• **阅读摘录**
##########

跳转至

聚合函数

本文介绍 NebulaGraph 支持的聚合函数。

avg()

avg() 返回参数的平均值。

语法:avg(<expression>)

  • 返回类型:double。

示例:

nebula> MATCH (v:player) RETURN avg(v.player.age);
+--------------------+
| avg(v.player.age)  |
+--------------------+
| 33.294117647058826 |
+--------------------+

count()

count() 返回参数的数量。

  • (原生 nGQL)用户可以同时使用count()GROUP BY对传参进行分组和计数,再使用YIELD返回结果。
  • (openCypher 方式)用户可以使用count()对指定的值进行计数,再使用RETURN返回结果。不需要使用GROUP BY

语法:count({<expression> | *})

  • count(*) 返回总行数(包括 NULL)。
  • 返回类型:int。

示例:

nebula> WITH [NULL, 1, 1, 2, 2] As a UNWIND a AS b \
        RETURN count(b), count(*), count(DISTINCT b);
+----------+----------+-------------------+
| count(b) | count(*) | count(distinct b) |
+----------+----------+-------------------+
| 4        | 5        | 2                 |
+----------+----------+-------------------+
# 返回 player101 follow 的人,以及 follow player101 的人,即双向查询。
# 使用`count()`和`GROUP BY`进行分组和计数。
nebula> GO FROM "player101" OVER follow BIDIRECT \
        YIELD properties($$).name AS Name \
        | GROUP BY $-.Name YIELD $-.Name, count(*);
+---------------------+----------+
| $-.Name             | count(*) |
+---------------------+----------+
| "LaMarcus Aldridge" | 2        |
| "Tim Duncan"        | 2        |
| "Marco Belinelli"   | 1        |
| "Manu Ginobili"     | 1        |
| "Boris Diaw"        | 1        |
| "Dejounte Murray"   | 1        |
+---------------------+----------+

# 使用`count()`进行计数。
nebula> MATCH (v1:player)-[:follow]-(v2:player) \
        WHERE id(v1)== "player101" \
        RETURN v2.player.name AS Name, count(*) as cnt ORDER BY cnt DESC;
+---------------------+-----+
| Name                | cnt |
+---------------------+-----+
| "LaMarcus Aldridge" | 2   |
| "Tim Duncan"        | 2   |
| "Boris Diaw"        | 1   |
| "Manu Ginobili"     | 1   |
| "Dejounte Murray"   | 1   |
| "Marco Belinelli"   | 1   |
+---------------------+-----+

上述示例的返回结果有两列:

  • $-.Name:查询结果包含的姓名。
  • count(*):姓名出现的次数。

因为测试数据集basketballplayer中没有重复的姓名,count(*)列中数字2表示该行的人和player101是互相follow的关系。

# 方法一:统计数据库中的年龄分布情况。
nebula> LOOKUP ON player \
        YIELD player.age As playerage \
        | GROUP BY $-.playerage \
        YIELD $-.playerage as age, count(*) AS number \
        | ORDER BY $-.number DESC, $-.age DESC;
+-----+--------+
| age | number |
+-----+--------+
| 34  | 4      |
| 33  | 4      |
| 30  | 4      |
| 29  | 4      |
| 38  | 3      |
+-----+--------+
...

# 方法二:统计数据库中的年龄分布情况。

##########

• **所示材料**
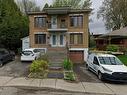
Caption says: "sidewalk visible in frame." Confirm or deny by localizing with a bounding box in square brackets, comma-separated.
[0, 76, 127, 95]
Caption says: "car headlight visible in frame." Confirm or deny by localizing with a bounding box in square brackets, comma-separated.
[102, 67, 112, 72]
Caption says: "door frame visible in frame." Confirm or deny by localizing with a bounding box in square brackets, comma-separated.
[50, 33, 66, 47]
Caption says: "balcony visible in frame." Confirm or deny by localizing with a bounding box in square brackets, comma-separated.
[48, 23, 68, 32]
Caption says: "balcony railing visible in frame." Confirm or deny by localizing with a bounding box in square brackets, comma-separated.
[48, 23, 67, 29]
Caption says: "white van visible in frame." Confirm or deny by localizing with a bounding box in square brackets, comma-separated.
[21, 48, 46, 61]
[86, 53, 127, 82]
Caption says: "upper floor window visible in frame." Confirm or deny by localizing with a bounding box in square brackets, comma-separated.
[35, 34, 46, 44]
[70, 33, 83, 44]
[70, 15, 83, 27]
[34, 17, 46, 28]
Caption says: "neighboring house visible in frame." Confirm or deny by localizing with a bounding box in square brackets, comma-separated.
[21, 36, 30, 50]
[95, 27, 127, 50]
[29, 7, 91, 63]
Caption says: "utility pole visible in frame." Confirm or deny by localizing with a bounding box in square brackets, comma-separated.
[22, 0, 27, 15]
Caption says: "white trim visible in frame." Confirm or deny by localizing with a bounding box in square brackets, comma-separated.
[69, 14, 83, 16]
[47, 28, 68, 32]
[34, 32, 47, 34]
[67, 32, 84, 34]
[34, 15, 47, 17]
[69, 48, 88, 61]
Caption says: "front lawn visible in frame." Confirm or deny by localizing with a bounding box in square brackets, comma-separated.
[117, 55, 127, 65]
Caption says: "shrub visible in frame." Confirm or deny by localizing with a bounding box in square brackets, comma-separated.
[38, 54, 49, 63]
[106, 45, 119, 52]
[64, 72, 75, 81]
[63, 59, 73, 70]
[30, 60, 48, 73]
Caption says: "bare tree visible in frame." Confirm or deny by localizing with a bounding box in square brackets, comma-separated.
[98, 0, 127, 30]
[16, 0, 41, 14]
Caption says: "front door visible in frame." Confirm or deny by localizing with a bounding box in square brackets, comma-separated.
[51, 16, 57, 29]
[51, 33, 65, 47]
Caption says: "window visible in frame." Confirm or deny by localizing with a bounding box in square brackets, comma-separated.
[70, 33, 83, 44]
[93, 57, 99, 65]
[35, 34, 46, 44]
[70, 15, 83, 27]
[99, 57, 122, 65]
[34, 17, 46, 28]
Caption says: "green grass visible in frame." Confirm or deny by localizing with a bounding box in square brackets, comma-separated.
[117, 55, 127, 65]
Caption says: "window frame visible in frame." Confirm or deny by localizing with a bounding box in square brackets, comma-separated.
[34, 34, 47, 45]
[70, 15, 83, 28]
[69, 33, 84, 45]
[34, 17, 47, 28]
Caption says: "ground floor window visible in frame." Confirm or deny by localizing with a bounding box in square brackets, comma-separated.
[70, 33, 83, 44]
[35, 34, 46, 44]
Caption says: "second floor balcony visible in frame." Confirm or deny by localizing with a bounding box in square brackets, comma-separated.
[48, 23, 68, 32]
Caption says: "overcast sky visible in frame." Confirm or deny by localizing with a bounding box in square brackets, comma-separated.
[35, 0, 106, 33]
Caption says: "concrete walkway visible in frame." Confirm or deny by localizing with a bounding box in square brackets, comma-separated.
[0, 76, 127, 95]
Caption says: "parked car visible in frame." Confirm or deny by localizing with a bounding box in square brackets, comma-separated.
[0, 48, 15, 67]
[21, 48, 45, 61]
[86, 53, 127, 82]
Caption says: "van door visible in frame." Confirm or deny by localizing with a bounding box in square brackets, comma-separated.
[93, 57, 99, 73]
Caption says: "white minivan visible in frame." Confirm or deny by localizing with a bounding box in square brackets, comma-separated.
[21, 48, 46, 61]
[86, 53, 127, 82]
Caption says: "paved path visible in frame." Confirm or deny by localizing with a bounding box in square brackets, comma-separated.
[0, 76, 127, 95]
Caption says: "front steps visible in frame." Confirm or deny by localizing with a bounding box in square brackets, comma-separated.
[47, 47, 67, 70]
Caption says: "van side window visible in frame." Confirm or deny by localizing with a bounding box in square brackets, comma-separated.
[93, 57, 99, 65]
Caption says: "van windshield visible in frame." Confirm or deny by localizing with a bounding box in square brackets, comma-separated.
[22, 51, 33, 55]
[98, 57, 123, 65]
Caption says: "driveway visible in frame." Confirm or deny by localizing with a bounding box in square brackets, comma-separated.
[74, 64, 102, 83]
[0, 57, 31, 77]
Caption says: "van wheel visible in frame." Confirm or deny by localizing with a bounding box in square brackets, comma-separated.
[86, 64, 89, 70]
[11, 56, 15, 61]
[98, 72, 103, 80]
[0, 61, 3, 67]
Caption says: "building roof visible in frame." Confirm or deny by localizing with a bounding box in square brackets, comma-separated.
[101, 27, 127, 37]
[28, 7, 92, 15]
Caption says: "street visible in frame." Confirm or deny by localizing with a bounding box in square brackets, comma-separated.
[0, 87, 111, 95]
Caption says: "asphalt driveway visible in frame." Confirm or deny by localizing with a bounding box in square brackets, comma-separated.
[74, 64, 102, 83]
[0, 57, 31, 77]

##########

• **任务要求**
接着写聚合函数文档,从最后一行"# 方法二:统计数据库中的年龄分布情况。"之后往下写。 列表是另一份独立的材料。

• **回答**
nebula> MATCH (n:player) \
        RETURN n.player.age as age, count(*) as number \
        ORDER BY number DESC, age DESC;
+-----+--------+
| age | number |
+-----+--------+
| 34  | 4      |
| 33  | 4      |
| 30  | 4      |
| 29  | 4      |
| 38  | 3      |
+-----+--------+
...
# 统计 Tim Duncan 关联的边数。
nebula> MATCH (v:player{name:"Tim Duncan"}) -[e]- (v2) \
        RETURN count(e);
+----------+
| count(e) |
+----------+
| 13       |
+----------+


# 多跳查询,统计 Tim Duncan 关联的边数,返回两列(不去重和去重)。
nebula> MATCH (n:player {name : "Tim Duncan"})-[]->(friend:player)-[]->(fof:player) \
        RETURN count(fof), count(DISTINCT fof);
+------------+---------------------+
| count(fof) | count(distinct fof) |
+------------+---------------------+
| 4          | 3                   |
+------------+---------------------+

max()

max() 返回参数的最大值。

语法:max(<expression>)

  • 返回类型:与原参数相同。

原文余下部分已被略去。